Select every line below that contains the word "building" and copy each one. Case counts.

- - - - -

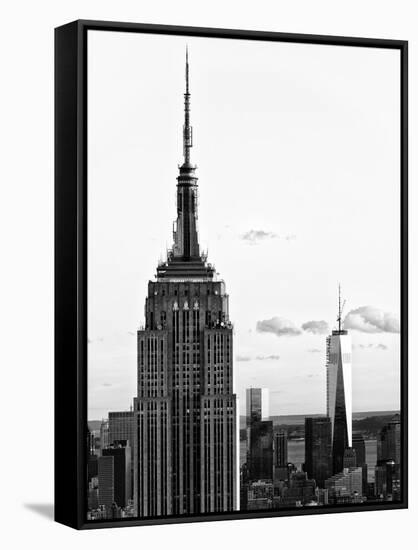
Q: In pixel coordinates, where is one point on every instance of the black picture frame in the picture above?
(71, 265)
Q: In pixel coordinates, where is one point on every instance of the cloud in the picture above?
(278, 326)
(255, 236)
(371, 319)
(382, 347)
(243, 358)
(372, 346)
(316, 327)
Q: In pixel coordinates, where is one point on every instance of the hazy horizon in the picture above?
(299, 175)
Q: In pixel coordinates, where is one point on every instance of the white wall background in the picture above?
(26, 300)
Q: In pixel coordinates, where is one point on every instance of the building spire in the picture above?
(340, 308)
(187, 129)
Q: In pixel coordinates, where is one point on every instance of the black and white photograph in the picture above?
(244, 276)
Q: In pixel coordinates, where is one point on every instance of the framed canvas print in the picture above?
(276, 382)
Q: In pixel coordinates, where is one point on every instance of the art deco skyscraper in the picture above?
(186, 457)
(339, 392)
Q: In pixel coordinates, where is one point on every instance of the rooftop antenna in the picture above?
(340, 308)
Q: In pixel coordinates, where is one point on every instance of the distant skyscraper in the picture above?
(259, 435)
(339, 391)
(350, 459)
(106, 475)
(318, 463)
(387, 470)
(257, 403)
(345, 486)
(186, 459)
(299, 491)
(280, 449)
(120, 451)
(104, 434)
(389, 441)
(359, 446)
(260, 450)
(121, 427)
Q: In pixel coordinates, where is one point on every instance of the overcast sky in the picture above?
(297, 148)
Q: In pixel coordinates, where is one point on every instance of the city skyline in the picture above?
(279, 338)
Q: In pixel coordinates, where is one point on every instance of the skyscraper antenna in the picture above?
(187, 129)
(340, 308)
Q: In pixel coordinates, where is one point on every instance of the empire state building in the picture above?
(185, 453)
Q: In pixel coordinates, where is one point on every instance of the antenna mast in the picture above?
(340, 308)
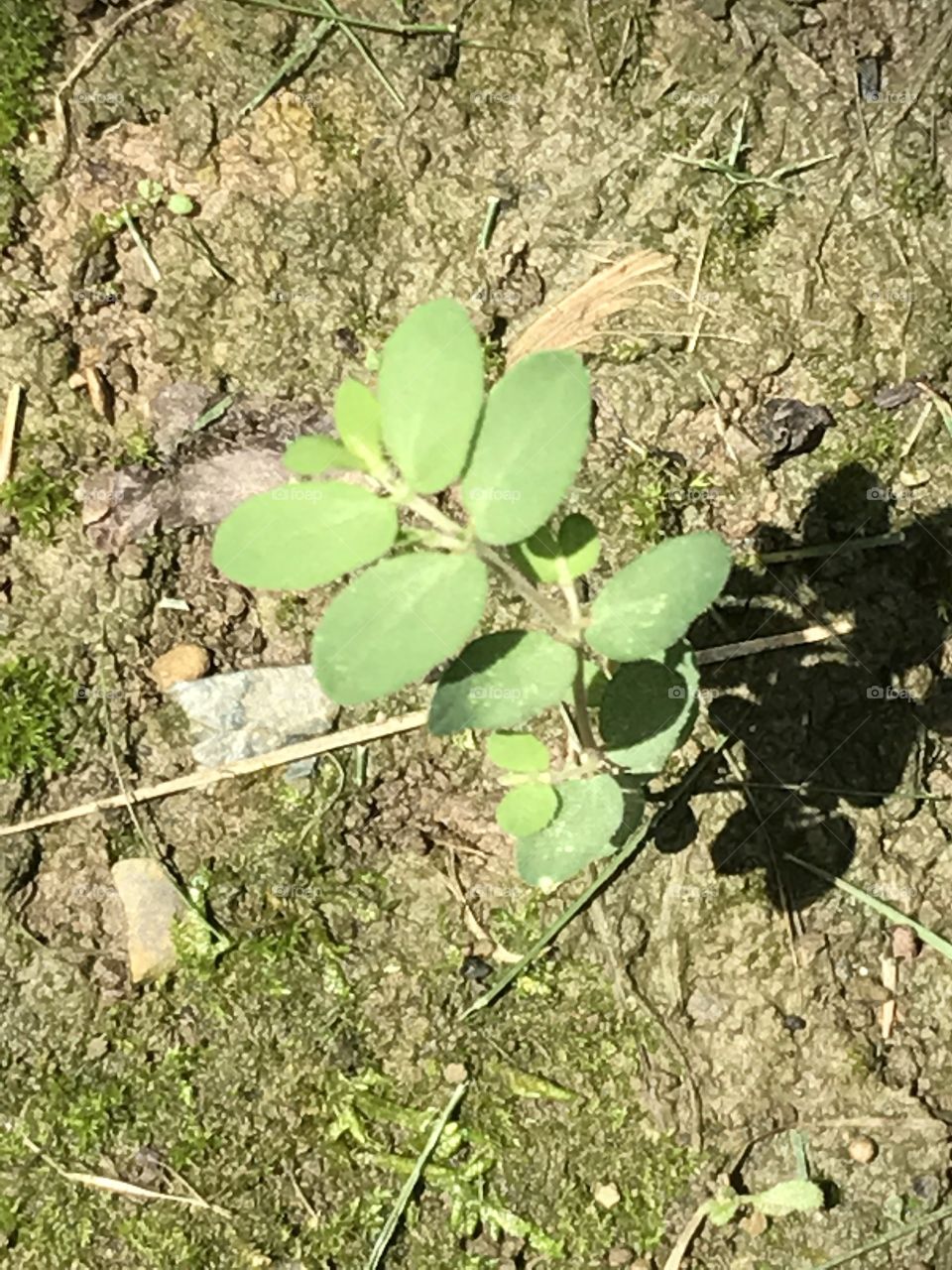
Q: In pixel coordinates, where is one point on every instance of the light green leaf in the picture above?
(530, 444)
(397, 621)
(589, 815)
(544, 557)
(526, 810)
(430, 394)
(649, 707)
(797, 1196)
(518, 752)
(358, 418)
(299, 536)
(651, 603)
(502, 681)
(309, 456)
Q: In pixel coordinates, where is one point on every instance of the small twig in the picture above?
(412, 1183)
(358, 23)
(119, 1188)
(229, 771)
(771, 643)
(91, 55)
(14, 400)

- - - - -

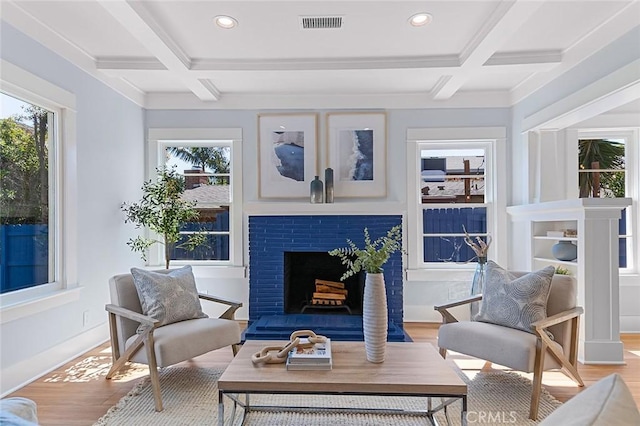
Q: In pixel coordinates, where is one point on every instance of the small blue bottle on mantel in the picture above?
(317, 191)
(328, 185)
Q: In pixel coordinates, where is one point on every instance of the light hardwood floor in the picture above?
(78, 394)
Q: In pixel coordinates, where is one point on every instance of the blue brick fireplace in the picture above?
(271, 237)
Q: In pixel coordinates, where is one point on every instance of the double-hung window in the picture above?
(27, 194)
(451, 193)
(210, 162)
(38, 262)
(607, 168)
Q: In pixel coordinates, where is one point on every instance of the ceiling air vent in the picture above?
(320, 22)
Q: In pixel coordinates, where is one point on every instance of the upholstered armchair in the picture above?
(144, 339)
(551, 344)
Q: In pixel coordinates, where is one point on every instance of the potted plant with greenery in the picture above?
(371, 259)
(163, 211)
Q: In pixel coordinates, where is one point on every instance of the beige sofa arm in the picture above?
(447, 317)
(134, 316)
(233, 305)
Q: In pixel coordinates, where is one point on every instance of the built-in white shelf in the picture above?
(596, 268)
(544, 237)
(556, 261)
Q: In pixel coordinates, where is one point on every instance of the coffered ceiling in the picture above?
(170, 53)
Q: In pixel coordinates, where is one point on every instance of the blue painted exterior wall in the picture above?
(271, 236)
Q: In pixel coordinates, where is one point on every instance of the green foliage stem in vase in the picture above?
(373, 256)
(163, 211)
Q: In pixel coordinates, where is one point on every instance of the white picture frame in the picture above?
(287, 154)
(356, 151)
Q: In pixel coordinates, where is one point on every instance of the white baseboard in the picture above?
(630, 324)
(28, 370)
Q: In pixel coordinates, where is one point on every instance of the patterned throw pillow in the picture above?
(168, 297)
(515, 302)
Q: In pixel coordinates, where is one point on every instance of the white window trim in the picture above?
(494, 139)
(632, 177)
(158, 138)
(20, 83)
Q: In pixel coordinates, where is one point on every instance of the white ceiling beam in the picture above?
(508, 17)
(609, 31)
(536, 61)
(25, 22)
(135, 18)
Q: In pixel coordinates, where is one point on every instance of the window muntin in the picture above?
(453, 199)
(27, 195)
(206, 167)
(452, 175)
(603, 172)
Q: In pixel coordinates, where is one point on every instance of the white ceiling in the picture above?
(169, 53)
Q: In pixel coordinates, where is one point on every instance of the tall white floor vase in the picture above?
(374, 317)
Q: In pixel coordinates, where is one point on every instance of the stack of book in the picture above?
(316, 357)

- - - - -

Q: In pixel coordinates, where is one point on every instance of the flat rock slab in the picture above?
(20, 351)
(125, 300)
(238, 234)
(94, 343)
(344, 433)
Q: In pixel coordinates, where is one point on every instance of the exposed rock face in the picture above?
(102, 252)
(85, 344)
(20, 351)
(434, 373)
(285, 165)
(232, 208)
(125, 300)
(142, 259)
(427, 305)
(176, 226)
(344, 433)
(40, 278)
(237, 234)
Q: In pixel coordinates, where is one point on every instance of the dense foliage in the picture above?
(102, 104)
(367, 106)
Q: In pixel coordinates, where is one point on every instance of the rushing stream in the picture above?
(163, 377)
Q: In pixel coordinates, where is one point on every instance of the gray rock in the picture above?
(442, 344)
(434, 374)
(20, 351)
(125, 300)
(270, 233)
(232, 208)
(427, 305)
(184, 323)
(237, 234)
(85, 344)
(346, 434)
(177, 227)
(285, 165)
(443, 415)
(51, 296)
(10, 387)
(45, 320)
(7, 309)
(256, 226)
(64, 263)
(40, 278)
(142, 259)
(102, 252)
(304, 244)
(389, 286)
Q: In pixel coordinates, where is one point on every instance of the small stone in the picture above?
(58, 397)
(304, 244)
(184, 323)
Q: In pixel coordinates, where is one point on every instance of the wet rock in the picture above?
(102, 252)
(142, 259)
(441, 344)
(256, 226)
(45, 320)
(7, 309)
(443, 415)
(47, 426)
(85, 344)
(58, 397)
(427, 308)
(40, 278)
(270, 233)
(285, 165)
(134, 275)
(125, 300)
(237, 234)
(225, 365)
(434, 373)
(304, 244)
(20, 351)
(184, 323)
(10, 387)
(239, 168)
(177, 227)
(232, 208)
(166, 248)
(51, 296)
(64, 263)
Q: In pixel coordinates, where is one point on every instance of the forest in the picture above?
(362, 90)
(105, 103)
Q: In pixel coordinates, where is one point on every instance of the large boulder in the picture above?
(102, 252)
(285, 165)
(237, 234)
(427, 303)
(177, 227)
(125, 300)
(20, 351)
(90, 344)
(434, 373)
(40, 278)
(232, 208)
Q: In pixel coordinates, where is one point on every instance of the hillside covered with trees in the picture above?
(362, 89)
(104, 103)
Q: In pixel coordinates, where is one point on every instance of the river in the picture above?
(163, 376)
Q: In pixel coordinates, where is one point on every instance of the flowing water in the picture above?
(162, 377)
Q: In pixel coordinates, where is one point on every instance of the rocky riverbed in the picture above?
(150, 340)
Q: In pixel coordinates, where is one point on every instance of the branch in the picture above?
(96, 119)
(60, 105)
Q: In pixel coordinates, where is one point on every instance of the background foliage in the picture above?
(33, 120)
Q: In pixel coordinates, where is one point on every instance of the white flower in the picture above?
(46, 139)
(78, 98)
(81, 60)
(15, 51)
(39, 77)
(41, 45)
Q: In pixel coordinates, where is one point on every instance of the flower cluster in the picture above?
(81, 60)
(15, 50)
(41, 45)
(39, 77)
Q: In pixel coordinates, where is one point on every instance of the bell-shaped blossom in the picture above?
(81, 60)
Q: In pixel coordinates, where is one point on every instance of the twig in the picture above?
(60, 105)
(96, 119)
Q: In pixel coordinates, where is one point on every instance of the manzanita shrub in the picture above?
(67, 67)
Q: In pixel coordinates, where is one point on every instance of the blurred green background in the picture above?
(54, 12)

- - - - -

> _Written solution_:
Q: In pixel coordinates, where is one point on every instance of the building spire in the picture above?
Q: In pixel coordinates, where is one point on every instance of the empire state building in the picture above?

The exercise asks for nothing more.